Rewrite the listing below from the line containing "Target: neckline of tank top" through the end, inclusive, replacing "denim" with "jeans" everywhere it appears and leaving everything else unchanged. Give only those lines.
··········
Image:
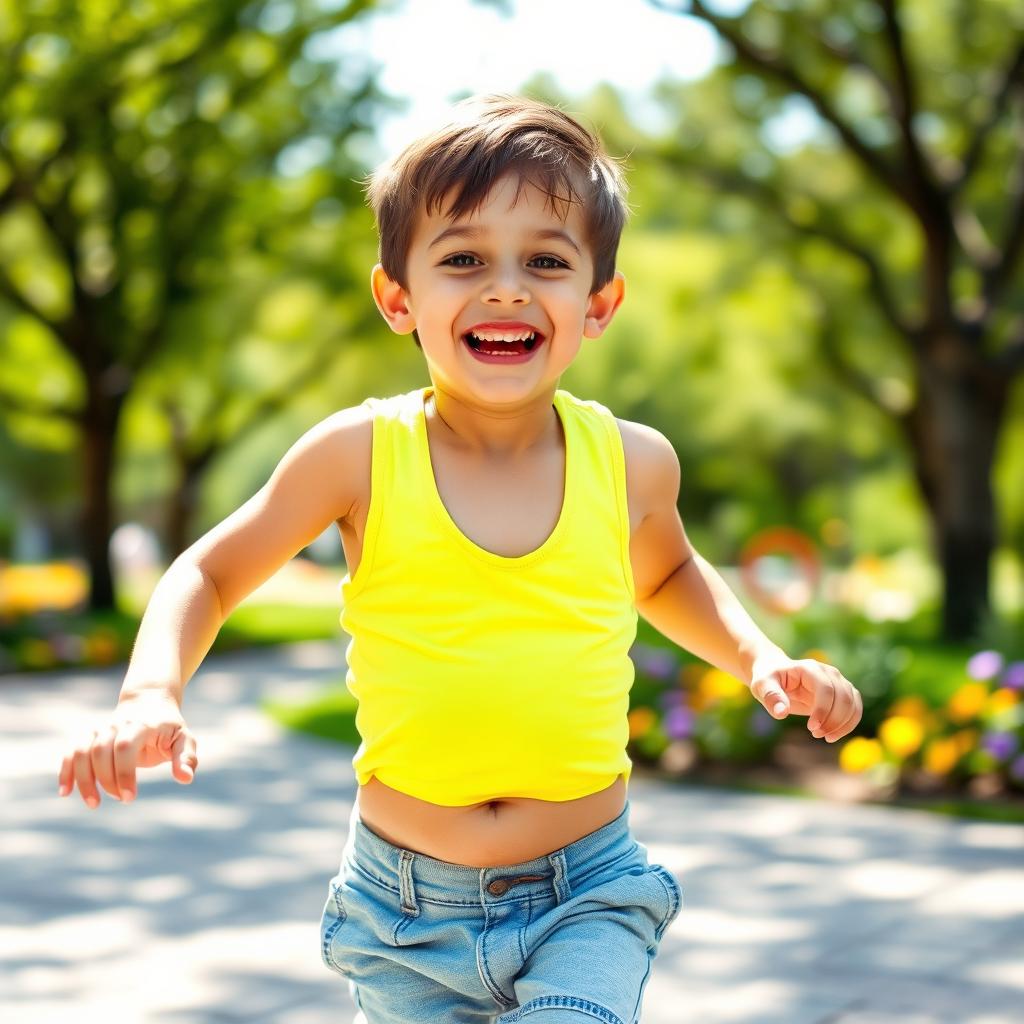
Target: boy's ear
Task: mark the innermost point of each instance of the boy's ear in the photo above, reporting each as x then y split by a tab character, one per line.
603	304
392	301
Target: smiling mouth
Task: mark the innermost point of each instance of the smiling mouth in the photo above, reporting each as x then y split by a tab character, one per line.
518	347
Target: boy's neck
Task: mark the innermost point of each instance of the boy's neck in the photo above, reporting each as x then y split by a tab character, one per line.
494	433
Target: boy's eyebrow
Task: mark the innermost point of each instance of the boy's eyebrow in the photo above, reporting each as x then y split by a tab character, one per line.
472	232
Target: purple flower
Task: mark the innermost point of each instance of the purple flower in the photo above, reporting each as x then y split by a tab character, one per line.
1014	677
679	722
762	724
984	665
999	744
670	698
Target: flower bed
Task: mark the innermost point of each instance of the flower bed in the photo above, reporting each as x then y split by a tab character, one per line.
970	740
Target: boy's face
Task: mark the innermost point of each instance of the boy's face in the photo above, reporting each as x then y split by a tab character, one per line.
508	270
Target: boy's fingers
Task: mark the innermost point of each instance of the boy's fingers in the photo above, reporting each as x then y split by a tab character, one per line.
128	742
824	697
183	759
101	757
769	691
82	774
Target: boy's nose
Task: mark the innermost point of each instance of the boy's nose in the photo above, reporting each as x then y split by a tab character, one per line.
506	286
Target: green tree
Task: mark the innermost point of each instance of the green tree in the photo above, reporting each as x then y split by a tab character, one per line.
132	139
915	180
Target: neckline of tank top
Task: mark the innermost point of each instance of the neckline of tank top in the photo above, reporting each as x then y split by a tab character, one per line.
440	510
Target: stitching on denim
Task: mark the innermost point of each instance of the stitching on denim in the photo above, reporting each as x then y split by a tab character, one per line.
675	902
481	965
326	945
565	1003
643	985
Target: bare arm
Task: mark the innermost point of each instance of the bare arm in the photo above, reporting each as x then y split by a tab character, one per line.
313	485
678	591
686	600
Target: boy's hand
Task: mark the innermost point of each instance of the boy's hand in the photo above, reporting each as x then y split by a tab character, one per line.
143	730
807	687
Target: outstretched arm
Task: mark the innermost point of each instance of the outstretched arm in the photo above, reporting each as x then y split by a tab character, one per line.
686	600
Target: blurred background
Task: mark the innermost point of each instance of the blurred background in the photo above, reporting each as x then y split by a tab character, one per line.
··········
THE ANSWER>
Target: neckline of tank top
Task: mark the innermost point of each instance of the neckline of tank top in the photo above, reporting each as x then y split by a tab character, one per line.
440	510
Target: stitching on jeans
Task: mark the innermost point of each instance of the stitching on jeans in the photo above, reporting each as x then y split by a tab character, one per line.
675	902
481	965
326	945
565	1003
643	985
Target: bare arm
Task: mark the innermost point of each instance of the bare arm in the photo above, reporting each as x then y split by a tab character, one per line.
313	485
678	591
686	600
Target: boy's hand
Task: mark the innermost point of each instance of the boy's hand in the photo above, reporting each as x then y split by a tab character, one per line.
143	730
807	687
Target: outstretched arm
Task: mark the innermost point of each instance of the outstretched arm in the photo above, reporting each as x then y split by a tab character, one per line.
686	600
Target: blurred background
Task: mark the innermost point of each instance of the blurred background in the photo above, reporting each as x then y split by a tab character, one per line.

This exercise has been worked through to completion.